» Extracted data

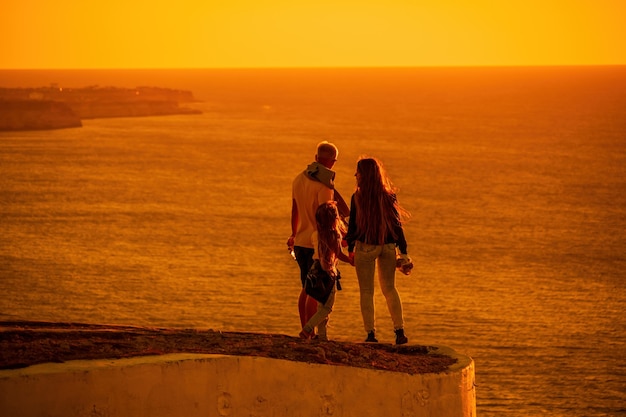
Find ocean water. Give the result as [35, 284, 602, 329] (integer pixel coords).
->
[1, 67, 625, 416]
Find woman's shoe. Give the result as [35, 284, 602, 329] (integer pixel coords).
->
[395, 328, 408, 345]
[365, 331, 378, 343]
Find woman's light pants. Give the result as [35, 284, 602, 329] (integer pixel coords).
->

» The problem
Across the whole listing, reproduce each line verbatim and exclude every picture.

» Written solution
Find ocean water. Give the result as [35, 284, 602, 329] (integer pixel coords).
->
[1, 67, 625, 416]
Find woman's shoe. Give the result as [35, 284, 602, 329] (integer pixel coords).
->
[395, 328, 408, 345]
[365, 331, 378, 343]
Find woman's light pants. Give the result as [35, 284, 602, 329] (integer pixel coords).
->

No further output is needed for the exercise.